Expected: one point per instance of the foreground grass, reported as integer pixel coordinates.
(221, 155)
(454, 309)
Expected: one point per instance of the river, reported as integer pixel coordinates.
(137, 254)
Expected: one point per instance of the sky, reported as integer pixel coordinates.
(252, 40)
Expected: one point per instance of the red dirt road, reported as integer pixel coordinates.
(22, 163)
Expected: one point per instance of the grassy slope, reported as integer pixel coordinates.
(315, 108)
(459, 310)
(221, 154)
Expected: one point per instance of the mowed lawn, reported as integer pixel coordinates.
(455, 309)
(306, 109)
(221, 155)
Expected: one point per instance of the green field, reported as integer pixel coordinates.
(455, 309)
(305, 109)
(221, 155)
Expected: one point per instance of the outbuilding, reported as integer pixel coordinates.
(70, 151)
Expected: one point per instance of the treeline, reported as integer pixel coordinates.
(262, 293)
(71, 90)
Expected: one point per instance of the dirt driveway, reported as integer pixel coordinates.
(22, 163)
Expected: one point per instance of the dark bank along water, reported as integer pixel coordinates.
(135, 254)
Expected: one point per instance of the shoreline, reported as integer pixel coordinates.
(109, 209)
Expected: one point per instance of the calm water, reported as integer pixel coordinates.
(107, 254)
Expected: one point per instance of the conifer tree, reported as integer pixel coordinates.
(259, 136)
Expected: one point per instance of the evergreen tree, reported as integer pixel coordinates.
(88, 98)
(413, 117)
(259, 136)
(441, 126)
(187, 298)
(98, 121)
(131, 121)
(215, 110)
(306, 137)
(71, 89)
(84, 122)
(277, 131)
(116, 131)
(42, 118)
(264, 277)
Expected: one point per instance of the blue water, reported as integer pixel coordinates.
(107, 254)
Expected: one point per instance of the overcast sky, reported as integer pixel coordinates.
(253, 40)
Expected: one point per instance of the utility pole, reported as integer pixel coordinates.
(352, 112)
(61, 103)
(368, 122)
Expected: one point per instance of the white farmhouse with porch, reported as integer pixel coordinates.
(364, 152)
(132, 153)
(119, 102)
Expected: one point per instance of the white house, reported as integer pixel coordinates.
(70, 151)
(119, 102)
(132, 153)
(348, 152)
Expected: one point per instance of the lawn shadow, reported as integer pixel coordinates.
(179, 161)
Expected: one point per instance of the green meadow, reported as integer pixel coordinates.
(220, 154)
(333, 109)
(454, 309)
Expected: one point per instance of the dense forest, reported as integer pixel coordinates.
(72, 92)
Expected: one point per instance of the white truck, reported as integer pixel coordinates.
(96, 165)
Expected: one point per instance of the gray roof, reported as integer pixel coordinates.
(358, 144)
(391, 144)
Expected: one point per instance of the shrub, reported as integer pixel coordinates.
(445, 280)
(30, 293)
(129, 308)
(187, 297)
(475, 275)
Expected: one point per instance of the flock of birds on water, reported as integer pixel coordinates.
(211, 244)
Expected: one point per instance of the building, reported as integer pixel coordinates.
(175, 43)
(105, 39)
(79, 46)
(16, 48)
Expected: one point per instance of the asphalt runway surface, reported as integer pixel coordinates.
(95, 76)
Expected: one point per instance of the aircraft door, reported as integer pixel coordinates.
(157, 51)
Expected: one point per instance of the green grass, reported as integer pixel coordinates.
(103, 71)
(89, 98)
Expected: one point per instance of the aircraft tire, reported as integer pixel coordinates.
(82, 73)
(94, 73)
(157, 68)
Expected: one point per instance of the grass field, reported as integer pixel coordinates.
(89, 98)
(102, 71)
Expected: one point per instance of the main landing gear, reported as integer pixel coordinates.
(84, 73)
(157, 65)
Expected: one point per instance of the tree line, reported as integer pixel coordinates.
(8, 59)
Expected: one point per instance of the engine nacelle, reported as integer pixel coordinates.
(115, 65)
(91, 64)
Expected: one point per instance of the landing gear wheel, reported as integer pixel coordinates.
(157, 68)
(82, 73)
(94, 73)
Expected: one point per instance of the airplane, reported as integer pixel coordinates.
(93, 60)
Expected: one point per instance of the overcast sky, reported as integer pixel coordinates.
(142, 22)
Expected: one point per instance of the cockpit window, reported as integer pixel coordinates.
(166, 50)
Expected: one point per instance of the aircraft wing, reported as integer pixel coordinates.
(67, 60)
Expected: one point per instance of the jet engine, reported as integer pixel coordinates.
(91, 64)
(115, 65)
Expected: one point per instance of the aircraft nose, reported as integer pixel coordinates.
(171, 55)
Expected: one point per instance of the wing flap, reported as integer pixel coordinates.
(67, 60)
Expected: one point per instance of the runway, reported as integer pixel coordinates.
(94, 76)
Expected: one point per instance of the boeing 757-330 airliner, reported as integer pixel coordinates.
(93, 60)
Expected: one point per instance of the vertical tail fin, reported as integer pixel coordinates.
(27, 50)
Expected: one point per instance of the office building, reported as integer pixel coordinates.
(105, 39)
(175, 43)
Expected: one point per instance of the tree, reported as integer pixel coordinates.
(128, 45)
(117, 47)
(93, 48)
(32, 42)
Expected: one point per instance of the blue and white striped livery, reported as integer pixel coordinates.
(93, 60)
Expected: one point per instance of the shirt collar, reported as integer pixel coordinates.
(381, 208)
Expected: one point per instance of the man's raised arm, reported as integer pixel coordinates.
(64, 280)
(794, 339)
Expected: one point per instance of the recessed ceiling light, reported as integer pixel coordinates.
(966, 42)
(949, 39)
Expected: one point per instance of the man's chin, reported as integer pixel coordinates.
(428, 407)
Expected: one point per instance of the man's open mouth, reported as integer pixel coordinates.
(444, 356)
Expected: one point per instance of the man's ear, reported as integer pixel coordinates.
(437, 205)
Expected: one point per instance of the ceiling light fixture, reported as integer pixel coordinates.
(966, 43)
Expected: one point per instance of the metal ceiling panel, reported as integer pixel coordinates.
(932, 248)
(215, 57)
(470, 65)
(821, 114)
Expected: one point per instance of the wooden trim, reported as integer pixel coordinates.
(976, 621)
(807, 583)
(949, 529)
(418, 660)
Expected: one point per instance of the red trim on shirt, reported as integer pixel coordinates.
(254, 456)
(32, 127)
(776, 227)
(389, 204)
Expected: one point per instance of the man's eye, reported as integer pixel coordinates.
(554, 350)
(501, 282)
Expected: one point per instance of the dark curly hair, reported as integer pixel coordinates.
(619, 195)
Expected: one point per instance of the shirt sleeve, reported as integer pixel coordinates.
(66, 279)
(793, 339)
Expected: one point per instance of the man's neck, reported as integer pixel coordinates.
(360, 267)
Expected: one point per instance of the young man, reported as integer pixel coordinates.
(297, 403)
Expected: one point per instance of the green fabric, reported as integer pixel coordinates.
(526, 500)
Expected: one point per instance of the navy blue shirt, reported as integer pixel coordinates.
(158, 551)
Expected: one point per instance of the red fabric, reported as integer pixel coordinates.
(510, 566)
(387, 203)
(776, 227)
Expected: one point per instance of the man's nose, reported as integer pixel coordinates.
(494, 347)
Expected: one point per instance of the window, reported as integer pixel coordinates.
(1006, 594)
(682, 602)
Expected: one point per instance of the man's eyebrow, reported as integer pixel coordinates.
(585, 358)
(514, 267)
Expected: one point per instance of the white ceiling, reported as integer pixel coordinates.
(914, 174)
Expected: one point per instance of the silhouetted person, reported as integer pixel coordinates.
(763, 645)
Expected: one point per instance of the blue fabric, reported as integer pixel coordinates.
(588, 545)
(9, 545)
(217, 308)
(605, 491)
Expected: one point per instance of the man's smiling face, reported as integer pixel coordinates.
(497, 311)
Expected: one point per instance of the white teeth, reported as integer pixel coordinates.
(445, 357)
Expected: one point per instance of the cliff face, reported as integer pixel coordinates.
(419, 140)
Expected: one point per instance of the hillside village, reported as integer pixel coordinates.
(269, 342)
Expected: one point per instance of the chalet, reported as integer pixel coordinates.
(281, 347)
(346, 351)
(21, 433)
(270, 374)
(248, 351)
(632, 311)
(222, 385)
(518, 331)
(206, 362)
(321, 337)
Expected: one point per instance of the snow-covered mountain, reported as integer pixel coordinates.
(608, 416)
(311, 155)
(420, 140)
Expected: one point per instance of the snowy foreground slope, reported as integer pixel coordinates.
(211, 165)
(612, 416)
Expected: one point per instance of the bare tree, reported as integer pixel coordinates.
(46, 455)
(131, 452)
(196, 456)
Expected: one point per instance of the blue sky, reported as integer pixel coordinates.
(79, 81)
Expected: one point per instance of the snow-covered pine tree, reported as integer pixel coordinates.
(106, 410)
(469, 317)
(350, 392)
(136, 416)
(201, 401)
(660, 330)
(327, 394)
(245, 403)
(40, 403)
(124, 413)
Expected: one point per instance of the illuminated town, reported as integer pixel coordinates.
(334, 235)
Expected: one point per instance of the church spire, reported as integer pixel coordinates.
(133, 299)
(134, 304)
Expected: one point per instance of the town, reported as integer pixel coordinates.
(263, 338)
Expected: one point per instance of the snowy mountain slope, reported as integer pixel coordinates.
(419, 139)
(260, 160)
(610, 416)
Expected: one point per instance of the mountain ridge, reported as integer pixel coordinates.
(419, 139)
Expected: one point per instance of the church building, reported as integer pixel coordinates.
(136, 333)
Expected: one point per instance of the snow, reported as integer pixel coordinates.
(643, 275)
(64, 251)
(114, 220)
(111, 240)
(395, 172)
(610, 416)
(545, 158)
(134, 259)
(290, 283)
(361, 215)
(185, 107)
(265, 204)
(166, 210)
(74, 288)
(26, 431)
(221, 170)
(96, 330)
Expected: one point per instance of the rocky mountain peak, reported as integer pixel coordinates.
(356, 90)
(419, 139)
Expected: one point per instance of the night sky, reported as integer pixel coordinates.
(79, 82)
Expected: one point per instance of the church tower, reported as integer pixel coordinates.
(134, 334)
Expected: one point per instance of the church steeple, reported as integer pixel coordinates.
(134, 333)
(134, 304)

===

◆ **What you should do**: Arrange the stretch from the row containing "Expected: one point per instance of the church steeple, reported" through the end of the rows as a two-column CSV with the headers instruction and points. Give one CSV line per row, with its text under instruction and its answer under points, each in a single quoted field with line breaks replaced by spaces.

◆ **Solved exercise**:
instruction,points
"Expected: one point per instance of the church steeple, reported as integer pixel coordinates.","(134, 333) (134, 304)"